[Directions for this task]
All lines in the data bearing the string "ceiling" should be identified and copied.

# # # #

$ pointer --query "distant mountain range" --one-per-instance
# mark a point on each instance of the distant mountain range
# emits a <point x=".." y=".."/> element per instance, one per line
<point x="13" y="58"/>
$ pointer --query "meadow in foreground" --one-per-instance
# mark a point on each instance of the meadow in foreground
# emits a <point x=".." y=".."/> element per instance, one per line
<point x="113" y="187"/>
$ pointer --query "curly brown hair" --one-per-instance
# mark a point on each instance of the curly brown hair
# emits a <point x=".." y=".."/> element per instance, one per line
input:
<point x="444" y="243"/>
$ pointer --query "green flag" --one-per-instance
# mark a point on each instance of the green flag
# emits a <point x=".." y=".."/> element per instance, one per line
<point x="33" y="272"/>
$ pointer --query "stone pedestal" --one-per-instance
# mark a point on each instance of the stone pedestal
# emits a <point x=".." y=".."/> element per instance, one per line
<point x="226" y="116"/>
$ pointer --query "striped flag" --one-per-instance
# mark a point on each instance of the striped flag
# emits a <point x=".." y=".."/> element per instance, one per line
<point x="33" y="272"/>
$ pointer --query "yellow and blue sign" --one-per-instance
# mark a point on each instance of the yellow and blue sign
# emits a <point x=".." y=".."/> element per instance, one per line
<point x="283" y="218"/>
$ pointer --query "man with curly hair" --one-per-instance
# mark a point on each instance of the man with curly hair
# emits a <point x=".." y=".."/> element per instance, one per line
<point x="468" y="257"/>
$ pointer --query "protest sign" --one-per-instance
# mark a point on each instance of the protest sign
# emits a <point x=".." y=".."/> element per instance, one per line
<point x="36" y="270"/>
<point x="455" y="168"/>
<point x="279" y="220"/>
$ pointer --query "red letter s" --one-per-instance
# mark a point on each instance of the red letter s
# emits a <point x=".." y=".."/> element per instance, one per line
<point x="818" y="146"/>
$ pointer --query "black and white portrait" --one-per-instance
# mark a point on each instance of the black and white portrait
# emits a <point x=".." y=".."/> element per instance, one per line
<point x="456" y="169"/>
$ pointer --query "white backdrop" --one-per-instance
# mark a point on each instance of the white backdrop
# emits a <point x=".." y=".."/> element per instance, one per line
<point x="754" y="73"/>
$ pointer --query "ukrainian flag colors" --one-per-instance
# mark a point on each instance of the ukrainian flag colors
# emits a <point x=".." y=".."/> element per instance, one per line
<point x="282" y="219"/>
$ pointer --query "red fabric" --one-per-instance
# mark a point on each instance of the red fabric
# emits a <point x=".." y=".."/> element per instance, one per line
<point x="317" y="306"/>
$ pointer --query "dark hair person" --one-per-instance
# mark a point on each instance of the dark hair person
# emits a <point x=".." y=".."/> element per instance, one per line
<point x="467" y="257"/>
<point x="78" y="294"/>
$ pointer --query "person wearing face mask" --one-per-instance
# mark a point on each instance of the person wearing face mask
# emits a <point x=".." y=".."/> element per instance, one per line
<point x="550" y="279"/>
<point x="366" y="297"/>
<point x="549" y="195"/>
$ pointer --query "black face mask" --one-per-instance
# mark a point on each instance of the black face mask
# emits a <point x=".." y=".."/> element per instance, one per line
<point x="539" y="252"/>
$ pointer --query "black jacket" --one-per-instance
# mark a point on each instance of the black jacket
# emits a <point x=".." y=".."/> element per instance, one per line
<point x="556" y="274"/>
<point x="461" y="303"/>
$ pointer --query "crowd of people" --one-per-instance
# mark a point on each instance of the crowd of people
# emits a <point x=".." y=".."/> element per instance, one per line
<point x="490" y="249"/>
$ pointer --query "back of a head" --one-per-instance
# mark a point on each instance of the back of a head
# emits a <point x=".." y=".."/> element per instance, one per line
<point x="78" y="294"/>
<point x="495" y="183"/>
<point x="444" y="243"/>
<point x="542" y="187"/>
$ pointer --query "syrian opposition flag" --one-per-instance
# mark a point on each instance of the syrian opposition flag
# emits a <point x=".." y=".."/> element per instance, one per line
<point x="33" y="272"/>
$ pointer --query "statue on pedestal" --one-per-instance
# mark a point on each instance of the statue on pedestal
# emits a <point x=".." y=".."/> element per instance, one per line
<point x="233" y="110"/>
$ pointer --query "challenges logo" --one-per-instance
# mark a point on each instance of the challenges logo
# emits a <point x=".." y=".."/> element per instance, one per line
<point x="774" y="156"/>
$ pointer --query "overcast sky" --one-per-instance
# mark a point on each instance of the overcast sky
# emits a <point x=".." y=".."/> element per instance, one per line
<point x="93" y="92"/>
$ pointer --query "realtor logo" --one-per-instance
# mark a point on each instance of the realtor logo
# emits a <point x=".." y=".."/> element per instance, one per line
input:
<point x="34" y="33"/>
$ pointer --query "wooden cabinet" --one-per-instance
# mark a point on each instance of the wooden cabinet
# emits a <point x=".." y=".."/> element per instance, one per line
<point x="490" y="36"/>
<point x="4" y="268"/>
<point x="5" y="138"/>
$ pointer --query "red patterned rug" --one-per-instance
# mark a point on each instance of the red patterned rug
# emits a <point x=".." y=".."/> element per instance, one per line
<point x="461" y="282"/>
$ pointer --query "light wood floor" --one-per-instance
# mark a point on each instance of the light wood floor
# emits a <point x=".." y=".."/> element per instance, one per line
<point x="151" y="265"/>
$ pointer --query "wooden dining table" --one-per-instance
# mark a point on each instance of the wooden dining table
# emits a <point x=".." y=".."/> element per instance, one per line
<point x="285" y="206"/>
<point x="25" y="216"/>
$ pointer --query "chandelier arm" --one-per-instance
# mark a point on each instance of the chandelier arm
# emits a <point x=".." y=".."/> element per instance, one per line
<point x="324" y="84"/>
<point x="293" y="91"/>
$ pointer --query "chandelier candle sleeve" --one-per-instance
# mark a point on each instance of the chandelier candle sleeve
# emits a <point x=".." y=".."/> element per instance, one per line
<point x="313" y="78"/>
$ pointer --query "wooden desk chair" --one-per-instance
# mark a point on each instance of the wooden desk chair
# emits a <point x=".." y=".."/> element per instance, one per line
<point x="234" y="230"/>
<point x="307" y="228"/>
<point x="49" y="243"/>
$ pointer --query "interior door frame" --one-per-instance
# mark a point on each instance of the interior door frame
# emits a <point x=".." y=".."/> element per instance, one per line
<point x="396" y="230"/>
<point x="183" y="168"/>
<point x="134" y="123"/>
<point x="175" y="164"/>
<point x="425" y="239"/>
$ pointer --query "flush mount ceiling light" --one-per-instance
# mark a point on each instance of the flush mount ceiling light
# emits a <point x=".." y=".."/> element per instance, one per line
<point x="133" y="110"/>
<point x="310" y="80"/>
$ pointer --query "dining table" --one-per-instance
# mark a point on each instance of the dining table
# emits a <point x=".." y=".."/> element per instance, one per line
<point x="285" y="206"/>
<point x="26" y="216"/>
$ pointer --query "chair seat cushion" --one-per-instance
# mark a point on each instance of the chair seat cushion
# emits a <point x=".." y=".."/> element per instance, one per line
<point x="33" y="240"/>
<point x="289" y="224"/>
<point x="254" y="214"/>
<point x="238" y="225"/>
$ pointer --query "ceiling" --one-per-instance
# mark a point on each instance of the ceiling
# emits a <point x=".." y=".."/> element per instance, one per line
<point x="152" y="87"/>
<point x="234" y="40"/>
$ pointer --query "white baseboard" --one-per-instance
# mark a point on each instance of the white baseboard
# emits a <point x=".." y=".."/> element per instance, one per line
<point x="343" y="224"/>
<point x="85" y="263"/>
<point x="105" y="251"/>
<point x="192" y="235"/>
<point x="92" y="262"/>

# # # #

[Answer section]
$ pointer --query "flush mount ceiling light" --one-per-instance
# mark a point on each instance of the flush mount ceiling light
$ pointer --query "ceiling" --one-per-instance
# mark a point on each instance of the ceiling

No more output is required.